> **Stored records**:
......

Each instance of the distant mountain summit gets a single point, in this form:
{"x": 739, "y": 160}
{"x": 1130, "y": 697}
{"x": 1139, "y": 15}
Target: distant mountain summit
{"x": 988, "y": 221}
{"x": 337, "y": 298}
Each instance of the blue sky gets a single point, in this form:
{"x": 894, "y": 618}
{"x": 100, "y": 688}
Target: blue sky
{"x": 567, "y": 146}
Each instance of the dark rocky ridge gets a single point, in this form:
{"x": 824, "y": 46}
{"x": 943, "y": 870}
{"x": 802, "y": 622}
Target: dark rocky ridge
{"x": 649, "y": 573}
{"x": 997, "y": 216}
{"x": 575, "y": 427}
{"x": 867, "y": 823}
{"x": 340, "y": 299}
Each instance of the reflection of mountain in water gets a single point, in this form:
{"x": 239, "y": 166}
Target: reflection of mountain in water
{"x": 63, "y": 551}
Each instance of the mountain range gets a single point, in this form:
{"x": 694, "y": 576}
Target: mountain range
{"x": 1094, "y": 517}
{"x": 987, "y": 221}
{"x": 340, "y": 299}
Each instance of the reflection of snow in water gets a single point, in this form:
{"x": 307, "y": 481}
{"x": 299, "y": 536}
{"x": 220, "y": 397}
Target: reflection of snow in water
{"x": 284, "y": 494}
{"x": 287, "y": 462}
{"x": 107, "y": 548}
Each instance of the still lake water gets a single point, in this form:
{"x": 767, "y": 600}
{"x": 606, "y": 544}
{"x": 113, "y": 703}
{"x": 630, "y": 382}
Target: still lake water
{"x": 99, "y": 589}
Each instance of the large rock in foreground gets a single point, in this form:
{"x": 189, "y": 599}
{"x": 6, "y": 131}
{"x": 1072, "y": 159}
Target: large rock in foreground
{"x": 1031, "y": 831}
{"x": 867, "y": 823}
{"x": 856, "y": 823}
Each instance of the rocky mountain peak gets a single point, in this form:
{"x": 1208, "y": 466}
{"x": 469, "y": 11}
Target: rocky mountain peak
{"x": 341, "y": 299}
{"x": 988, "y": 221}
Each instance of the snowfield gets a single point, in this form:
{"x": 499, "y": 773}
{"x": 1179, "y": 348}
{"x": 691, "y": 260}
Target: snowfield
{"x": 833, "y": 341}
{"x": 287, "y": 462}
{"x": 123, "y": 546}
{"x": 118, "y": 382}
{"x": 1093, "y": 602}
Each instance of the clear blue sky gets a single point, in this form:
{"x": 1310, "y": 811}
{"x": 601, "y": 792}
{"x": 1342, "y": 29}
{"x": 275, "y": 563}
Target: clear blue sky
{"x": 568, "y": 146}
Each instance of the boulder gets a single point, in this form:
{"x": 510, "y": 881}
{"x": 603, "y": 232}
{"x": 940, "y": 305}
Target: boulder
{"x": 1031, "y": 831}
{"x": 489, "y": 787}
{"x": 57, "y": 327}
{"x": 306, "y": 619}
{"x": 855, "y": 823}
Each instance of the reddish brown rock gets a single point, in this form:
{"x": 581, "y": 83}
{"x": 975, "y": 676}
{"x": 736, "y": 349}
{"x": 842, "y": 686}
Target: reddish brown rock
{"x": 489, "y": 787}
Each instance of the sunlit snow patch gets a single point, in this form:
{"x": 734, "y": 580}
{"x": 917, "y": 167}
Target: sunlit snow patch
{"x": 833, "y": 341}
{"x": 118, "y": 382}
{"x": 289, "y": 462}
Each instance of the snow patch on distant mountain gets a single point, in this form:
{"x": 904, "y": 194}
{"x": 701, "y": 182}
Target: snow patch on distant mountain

......

> **What is expected**: Reproduce only the lines running from the one that contains "Each instance of the clear" to the last line of the records.

> **Exercise response**:
Each instance of the clear blue sky gets a single point, in this form:
{"x": 1310, "y": 811}
{"x": 601, "y": 792}
{"x": 1342, "y": 29}
{"x": 275, "y": 563}
Target: clear blue sky
{"x": 568, "y": 146}
Each instance of the boulder gets a single point, in this form:
{"x": 510, "y": 881}
{"x": 603, "y": 232}
{"x": 940, "y": 305}
Target: boulder
{"x": 1031, "y": 831}
{"x": 489, "y": 787}
{"x": 57, "y": 327}
{"x": 306, "y": 619}
{"x": 855, "y": 823}
Each instance of the reddish brown rock gets a single point, in this form:
{"x": 581, "y": 83}
{"x": 975, "y": 676}
{"x": 736, "y": 349}
{"x": 842, "y": 686}
Target: reddish brown rock
{"x": 489, "y": 787}
Each instance of the sunlit snow patch gets a single point, in this form:
{"x": 734, "y": 580}
{"x": 917, "y": 167}
Target: sunlit snow patch
{"x": 833, "y": 341}
{"x": 118, "y": 382}
{"x": 289, "y": 462}
Each instance of the snow patch on distant mountain gets a single point, in this form:
{"x": 904, "y": 194}
{"x": 701, "y": 182}
Target: snow patch on distant mountain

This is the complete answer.